◆ Given instruction ◆
Duplicate the material below verbatim, keeping every line as it appears.

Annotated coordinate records

------------------------------------------------------------

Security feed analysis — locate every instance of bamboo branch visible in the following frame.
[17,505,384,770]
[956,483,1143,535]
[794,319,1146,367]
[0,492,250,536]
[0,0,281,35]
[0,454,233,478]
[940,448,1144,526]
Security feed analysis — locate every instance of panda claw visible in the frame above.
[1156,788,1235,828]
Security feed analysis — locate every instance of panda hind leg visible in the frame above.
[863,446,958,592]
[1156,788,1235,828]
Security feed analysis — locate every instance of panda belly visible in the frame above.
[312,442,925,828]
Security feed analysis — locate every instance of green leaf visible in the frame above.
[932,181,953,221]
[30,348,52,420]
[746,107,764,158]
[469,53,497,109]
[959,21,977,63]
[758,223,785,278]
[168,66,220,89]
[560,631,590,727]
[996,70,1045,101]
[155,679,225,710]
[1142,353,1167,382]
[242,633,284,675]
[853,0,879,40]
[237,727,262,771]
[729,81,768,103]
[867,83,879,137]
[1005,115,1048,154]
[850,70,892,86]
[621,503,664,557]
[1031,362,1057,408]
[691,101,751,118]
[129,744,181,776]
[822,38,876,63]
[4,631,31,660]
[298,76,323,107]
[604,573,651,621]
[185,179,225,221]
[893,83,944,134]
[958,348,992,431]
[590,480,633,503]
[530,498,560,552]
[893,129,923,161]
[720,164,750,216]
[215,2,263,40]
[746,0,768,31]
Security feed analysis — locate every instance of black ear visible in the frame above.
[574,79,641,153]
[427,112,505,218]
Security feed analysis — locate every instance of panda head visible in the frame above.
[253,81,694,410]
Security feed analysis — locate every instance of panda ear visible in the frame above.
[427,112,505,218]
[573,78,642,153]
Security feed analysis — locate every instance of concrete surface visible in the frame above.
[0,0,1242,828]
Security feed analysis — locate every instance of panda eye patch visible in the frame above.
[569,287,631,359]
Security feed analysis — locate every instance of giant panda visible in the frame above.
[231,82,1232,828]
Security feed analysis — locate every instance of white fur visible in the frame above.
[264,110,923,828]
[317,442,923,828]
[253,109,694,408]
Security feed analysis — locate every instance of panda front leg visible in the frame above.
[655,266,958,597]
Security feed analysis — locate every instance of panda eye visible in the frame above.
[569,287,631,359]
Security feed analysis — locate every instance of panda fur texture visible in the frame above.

------------------------------------------------------------

◆ Exercise solution ◆
Security feed analysis — locate every instance of bamboo branch visible in the following frame.
[17,505,384,770]
[956,483,1143,535]
[794,319,1146,367]
[0,492,250,536]
[0,0,281,35]
[0,454,233,478]
[940,448,1144,526]
Security feed analysis — locate every instance of panda claw visible in the frame above.
[1156,788,1235,828]
Security feed analysis — locate every instance of panda hind leg visible in the frame above.
[863,446,958,592]
[1156,788,1235,828]
Security feed analysis — locate every instance of panda belly visible in the frame above.
[312,442,925,828]
Security feed analysis — locate every instance of green leaf visible in the frame above.
[932,181,953,221]
[30,348,52,420]
[746,107,764,158]
[469,53,497,109]
[959,21,977,63]
[758,223,785,278]
[168,66,220,89]
[560,631,590,727]
[996,70,1045,101]
[155,679,225,710]
[1142,353,1167,382]
[242,633,284,675]
[853,0,879,40]
[237,727,262,771]
[729,81,768,103]
[867,83,879,137]
[1005,115,1048,154]
[850,70,892,86]
[621,503,664,557]
[1031,362,1057,408]
[691,101,751,118]
[129,744,181,776]
[822,38,876,63]
[4,631,31,660]
[298,76,323,107]
[604,573,651,621]
[185,179,225,221]
[893,83,944,134]
[958,348,992,431]
[590,480,633,503]
[530,498,560,552]
[893,129,923,161]
[720,164,750,216]
[215,2,263,40]
[746,0,768,31]
Security feed analysis — locate every instance of black ear visible in the frame above.
[574,79,641,153]
[427,112,505,218]
Security feed analysis — locate every instance of panda head visible in the frame above.
[253,81,694,410]
Security feed analysis — locate every instance of panda ear visible in the frame above.
[427,112,505,218]
[573,78,642,153]
Security feed analysis — locate every instance of concrete surface visible in the frame above.
[0,0,1242,828]
Security feed analysis — locate every instance of panda eye patch visible in the frame above.
[569,287,631,359]
Security feed analysis — locate every instance of giant panda visible in the frame above.
[231,82,1232,828]
Security feed analysis — locate every instance of white fur visible in the frame above.
[264,110,923,828]
[317,442,923,828]
[253,109,694,408]
Security feed analysis — locate every instance of panda front leg visible in the frame above.
[655,266,958,597]
Security feed analysis — locate every instance of panda eye visible in the frame above.
[569,287,631,359]
Security feed analysis — locate every instance of panda fur texture visible in the frame above.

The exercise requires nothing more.